=== What you have to do ===
Find each line in the items below that contains the string "floor" and copy it out in full. Treat uppercase and lowercase as different.

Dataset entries
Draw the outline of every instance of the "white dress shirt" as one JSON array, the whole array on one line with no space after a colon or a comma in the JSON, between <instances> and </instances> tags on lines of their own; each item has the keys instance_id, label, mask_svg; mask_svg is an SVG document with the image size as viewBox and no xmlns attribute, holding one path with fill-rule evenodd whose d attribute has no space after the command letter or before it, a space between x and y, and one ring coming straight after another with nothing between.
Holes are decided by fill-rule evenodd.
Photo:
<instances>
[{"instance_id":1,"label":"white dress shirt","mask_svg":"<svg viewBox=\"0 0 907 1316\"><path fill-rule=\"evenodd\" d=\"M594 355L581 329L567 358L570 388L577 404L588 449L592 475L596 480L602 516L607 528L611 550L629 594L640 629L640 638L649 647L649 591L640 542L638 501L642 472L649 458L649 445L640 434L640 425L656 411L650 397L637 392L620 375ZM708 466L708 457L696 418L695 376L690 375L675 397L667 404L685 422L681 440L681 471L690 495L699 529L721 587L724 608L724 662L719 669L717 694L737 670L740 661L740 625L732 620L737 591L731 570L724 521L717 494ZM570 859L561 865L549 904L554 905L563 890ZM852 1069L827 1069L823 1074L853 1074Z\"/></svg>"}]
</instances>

...

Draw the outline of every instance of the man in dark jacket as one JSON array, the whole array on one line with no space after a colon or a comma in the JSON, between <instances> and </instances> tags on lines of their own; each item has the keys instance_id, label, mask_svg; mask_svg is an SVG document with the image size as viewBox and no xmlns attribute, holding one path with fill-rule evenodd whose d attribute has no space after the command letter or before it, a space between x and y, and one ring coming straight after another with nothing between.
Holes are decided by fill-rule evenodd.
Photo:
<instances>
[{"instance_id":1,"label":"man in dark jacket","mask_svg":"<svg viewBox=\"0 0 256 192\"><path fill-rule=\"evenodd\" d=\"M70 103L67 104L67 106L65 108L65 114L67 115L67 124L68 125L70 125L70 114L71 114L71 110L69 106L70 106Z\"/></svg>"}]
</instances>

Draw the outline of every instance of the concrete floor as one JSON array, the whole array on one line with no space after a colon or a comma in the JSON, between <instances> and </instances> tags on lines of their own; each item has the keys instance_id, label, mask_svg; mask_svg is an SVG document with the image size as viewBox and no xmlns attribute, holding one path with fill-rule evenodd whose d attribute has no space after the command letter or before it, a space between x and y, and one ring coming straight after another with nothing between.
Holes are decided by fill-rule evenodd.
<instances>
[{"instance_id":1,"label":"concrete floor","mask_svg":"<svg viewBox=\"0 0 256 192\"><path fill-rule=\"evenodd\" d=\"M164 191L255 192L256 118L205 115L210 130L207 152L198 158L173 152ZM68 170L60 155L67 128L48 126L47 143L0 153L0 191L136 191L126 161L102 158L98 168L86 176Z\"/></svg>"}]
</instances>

=== Solution to the problem ===
Draw the outline of every instance of the concrete floor as one JSON array, the whole array on one line with no space after a colon or a comma in the JSON, between <instances> and </instances> tags on lines of their own; each item has the keys instance_id, label, mask_svg; mask_svg is an SVG document with the image size as viewBox and no xmlns attribute, holding one path with fill-rule evenodd whose d attribute has no space after the command letter or before it, a space between x and y, and one ring coming straight after another with nothing between.
[{"instance_id":1,"label":"concrete floor","mask_svg":"<svg viewBox=\"0 0 256 192\"><path fill-rule=\"evenodd\" d=\"M164 191L255 192L256 118L205 115L210 130L207 152L198 158L173 152ZM68 170L60 155L67 128L48 126L47 143L0 153L0 191L136 191L126 161L102 158L98 168L86 176Z\"/></svg>"}]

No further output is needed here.